**EXERCISE DESCRIPTION**.
Please resume the review of Hammond's book on reading, publishing and literary taste in England, carrying it on from its final sentence.

**EXCERPT TO READ**.

------------------------

The huge increase in literacy during the second half of the nineteenth century in Britain as a result of developing mandatory educational provisions has long been acknowledged. Yet little has been done so far to investigate what this increase in literacy meant for book production. Literary scholars of the fin de siècle, the period when this burgeoning literacy began to bear fruit in the marketplace, still tend to devote their energies to studying the coteries of high modernism. Popular culture enters the scene as an influence on these coteries and individuals more often than it is considered as a subject in itself. What study has been made of nonmodernist fiction tends to focus on individual authors, often with a rehabilitating agenda, or appears in the adjacent fields of cultural studies and history. It is therefore a tonic to read Reading, Publishing and the Formation of Literary Taste in England, 1880–1914.

Hammond's first chapter attends to the development of libraries during the second half of the nineteenth century. Here she explores the resistance of public libraries to fiction, which was seen as potentially corrupting and, at the very least, as unimproving. This resistance to fiction was also a way for public libraries to differentiate themselves from subscription libraries, such as Mudie's, whose main business was fiction. The public libraries in contrast sought to present themselves as spaces for self-improvement, supervised by trustworthy librarians whose job it was to "guide" readers to material best suiting their needs. Yet as Hammond reminds us, Mudie's selection too was, on the whole, conservative, marketing itself on the basis of its moral rectitude. There is a wealth of suggestive information here which sometimes proves more tantalizing than satisfying, in part because of the impossibility of covering the subject in a single chapter. However, occasionally Hammond fails to contextualise her information fully, even where it would have been possible to do so. Thus, when discussing the lower lending rates of fiction in Whitechapel, as compared with other libraries such as [End Page 235] in Leeds, she fails to explain whether there were similarly low lending rates for nonfiction. Moreover, there is no acknowledgment of the high proportion of non-English-language speakers in Whitechapel in that period, far more than would be found in Leeds, say, at the time, which no doubt had a significant impact on how English language books were used and consulted.

------------------------

**ENTRIES SHOWN**.

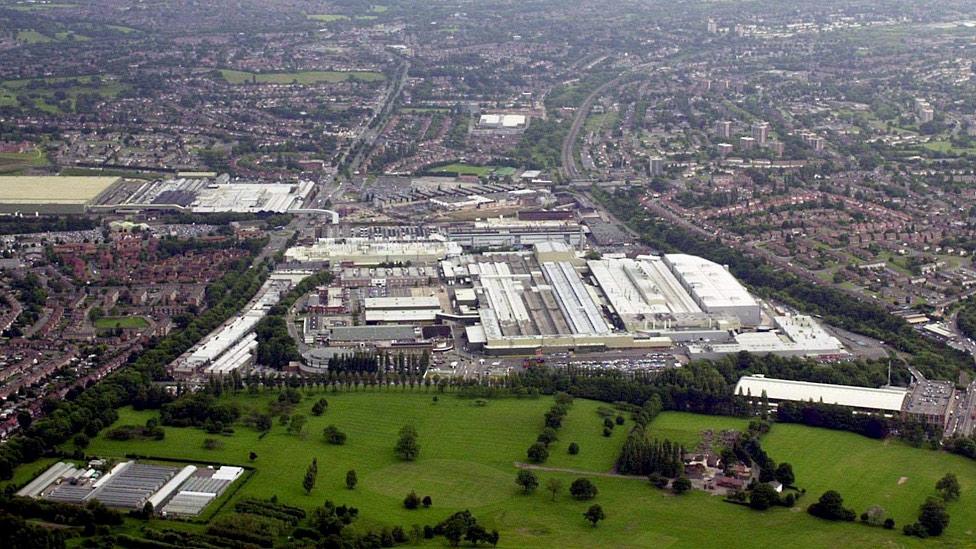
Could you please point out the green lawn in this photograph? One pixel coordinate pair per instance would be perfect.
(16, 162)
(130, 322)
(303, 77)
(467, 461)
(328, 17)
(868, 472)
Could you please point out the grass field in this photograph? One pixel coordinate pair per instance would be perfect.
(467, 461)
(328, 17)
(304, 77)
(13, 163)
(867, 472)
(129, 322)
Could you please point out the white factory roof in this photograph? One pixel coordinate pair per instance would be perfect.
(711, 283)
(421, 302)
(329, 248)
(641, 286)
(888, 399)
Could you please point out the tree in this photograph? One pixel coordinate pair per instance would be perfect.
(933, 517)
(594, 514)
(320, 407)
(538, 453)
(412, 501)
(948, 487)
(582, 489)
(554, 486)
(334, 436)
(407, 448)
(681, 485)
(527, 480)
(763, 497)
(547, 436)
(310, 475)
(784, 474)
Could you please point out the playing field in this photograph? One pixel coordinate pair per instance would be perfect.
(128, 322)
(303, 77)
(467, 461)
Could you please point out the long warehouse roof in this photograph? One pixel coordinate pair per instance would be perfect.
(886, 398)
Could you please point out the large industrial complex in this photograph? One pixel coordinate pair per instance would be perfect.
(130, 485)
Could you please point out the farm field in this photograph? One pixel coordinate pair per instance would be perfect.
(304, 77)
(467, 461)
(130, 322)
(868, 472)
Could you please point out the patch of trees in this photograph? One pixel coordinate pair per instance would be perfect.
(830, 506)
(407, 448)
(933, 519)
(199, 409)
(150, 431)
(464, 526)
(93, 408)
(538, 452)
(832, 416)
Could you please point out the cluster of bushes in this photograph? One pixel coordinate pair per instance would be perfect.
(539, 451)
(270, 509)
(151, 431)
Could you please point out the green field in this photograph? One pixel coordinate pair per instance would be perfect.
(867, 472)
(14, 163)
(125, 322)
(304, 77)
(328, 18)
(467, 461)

------------------------

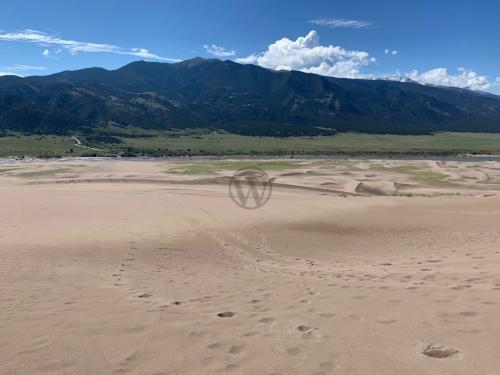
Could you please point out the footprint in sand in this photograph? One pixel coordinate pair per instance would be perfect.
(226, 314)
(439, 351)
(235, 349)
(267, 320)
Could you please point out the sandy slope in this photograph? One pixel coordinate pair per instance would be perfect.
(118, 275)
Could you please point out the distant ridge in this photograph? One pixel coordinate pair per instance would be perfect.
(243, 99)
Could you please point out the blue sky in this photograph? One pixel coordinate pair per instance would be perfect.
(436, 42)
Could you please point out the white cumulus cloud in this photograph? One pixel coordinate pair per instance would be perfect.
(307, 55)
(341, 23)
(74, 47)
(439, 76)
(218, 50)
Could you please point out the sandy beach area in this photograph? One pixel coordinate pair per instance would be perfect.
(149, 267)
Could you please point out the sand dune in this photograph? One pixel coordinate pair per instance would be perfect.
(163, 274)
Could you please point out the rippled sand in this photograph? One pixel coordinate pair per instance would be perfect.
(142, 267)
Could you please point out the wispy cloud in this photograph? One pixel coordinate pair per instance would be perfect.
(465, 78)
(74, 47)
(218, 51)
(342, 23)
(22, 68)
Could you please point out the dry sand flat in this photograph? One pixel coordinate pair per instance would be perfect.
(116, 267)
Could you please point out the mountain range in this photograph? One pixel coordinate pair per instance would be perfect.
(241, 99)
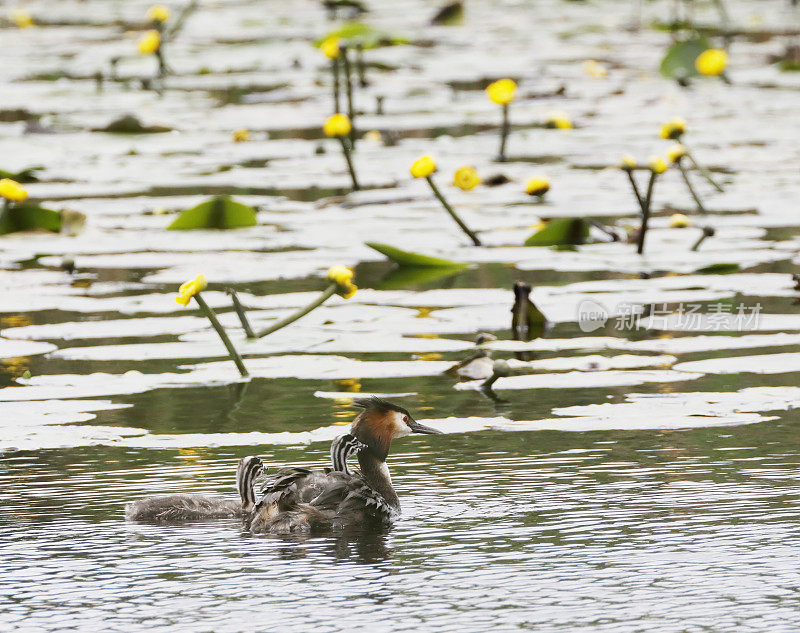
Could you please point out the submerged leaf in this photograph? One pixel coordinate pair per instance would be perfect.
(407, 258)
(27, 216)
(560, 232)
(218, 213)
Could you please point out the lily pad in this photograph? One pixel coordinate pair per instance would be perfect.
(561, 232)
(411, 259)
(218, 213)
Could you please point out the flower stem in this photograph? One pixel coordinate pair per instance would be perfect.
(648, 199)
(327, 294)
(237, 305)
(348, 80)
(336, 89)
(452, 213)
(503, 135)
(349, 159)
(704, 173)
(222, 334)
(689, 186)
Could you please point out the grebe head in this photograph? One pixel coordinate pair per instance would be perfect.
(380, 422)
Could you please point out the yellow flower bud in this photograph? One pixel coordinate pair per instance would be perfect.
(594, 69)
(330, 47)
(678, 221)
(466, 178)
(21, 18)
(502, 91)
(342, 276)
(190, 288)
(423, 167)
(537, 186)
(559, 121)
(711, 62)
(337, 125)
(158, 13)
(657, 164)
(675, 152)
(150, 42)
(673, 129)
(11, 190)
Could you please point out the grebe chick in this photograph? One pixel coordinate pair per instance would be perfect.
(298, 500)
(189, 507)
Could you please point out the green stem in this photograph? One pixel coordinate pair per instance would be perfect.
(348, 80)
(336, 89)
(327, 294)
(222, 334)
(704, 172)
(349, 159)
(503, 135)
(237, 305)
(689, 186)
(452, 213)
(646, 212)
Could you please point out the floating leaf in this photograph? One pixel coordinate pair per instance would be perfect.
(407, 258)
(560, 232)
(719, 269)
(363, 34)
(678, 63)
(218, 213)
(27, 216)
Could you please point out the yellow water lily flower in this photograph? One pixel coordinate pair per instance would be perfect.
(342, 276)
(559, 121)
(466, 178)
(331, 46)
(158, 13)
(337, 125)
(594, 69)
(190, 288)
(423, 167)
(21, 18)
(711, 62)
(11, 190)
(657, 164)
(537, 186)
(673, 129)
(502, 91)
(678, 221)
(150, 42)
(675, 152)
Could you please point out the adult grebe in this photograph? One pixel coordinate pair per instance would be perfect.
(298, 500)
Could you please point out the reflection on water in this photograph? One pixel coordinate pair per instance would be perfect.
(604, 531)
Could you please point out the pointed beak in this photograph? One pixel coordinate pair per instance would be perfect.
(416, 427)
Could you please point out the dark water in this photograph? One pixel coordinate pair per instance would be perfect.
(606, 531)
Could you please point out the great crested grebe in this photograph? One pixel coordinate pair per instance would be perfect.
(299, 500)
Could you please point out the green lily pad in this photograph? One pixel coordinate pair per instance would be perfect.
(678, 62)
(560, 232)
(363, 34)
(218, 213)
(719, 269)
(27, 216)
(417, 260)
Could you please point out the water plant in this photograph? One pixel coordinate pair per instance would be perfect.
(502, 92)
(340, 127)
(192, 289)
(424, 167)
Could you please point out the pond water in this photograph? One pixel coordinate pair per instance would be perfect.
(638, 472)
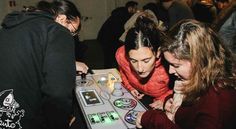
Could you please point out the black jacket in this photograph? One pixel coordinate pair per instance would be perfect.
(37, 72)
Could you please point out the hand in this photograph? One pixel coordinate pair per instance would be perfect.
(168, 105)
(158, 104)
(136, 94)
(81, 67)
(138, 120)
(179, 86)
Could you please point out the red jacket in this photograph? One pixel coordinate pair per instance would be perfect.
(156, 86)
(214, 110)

------------------------

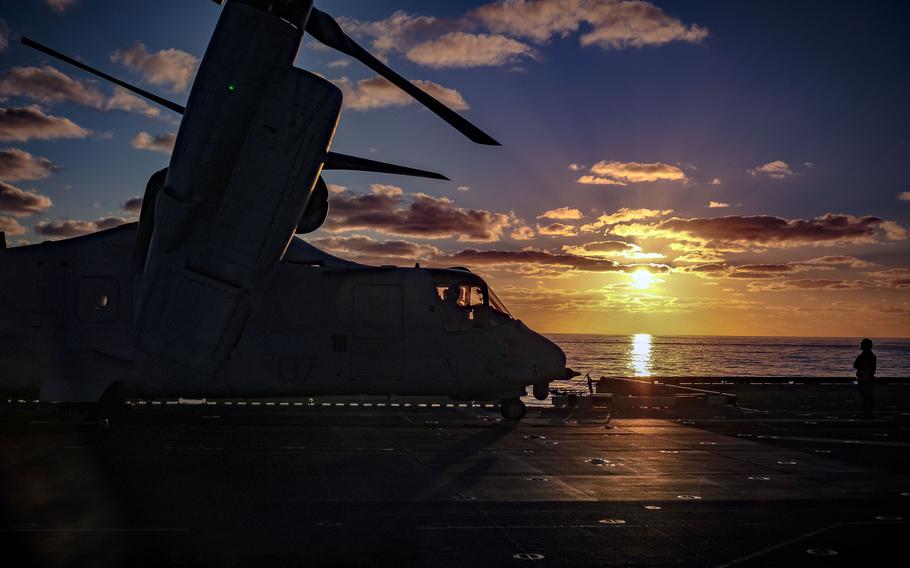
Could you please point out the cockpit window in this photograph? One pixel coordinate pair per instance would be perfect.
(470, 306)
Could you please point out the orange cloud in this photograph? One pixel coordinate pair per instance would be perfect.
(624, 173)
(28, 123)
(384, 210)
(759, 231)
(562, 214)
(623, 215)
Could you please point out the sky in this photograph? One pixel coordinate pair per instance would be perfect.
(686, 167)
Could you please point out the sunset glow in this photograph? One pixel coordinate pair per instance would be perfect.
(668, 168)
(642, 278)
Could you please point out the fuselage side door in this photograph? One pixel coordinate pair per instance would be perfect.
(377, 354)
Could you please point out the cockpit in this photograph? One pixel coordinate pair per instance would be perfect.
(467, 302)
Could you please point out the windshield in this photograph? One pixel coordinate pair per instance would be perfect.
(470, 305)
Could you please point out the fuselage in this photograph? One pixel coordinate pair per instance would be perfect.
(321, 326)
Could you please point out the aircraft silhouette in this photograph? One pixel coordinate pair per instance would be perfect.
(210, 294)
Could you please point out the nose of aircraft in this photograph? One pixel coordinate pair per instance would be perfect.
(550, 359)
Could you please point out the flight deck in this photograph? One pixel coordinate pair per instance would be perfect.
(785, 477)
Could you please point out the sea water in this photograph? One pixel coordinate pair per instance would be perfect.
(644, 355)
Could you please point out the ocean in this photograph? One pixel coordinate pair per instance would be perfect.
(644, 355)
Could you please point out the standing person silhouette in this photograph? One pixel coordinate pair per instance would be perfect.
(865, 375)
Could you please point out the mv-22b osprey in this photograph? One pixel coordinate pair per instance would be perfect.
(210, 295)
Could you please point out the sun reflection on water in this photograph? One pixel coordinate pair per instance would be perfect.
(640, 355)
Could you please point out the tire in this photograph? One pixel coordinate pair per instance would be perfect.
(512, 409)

------------------------

**RESULT OF THIS EXERCISE**.
Hammond's second chapter on the railway bookstall is more thoroughly successful because more adventurous and more enlightening. Here she explores the psychological impact of train travel and its dynamic relationship with fiction. If the railways exploded the relationship between spatial and temporal movement by increasing the velocity of that relationship, so, too, the fiction available at railway bookstalls was suspected to be dangerously "fast." On the one hand reading became a way to manage new social interactions brought about by this new mode of public transport, a way in fact to limit social interaction by providing the reader-passenger with a visible indicator that he or she was engaged in another fictional space to the one physically occupied, a rationale for reading particularly recommended to women. Yet, on the other hand, reading did not necessarily deter interaction and might well act as a cover for social and sexual interest or even indicate the capacity for deviant behaviour. Hammond makes reference here to the early film The Kiss in the Tunnel (U.K. Director G. A. Smith, 1899) in which a man reading a newspaper and a woman reading a book alone in a railway carriage share a passionate embrace as they go through a tunnel, implying a relationship among fast travel, fast women, and reading. As a result of books' ambiguous role in the social (and potentially sexual) negotiation of this new mode of transport, railway booksellers in the late nineteenth century worked hard to dispel their image as purveyors of sleaze. Instead they adopted the morally conservative image discussed earlier in relation to Mudie's, balancing this...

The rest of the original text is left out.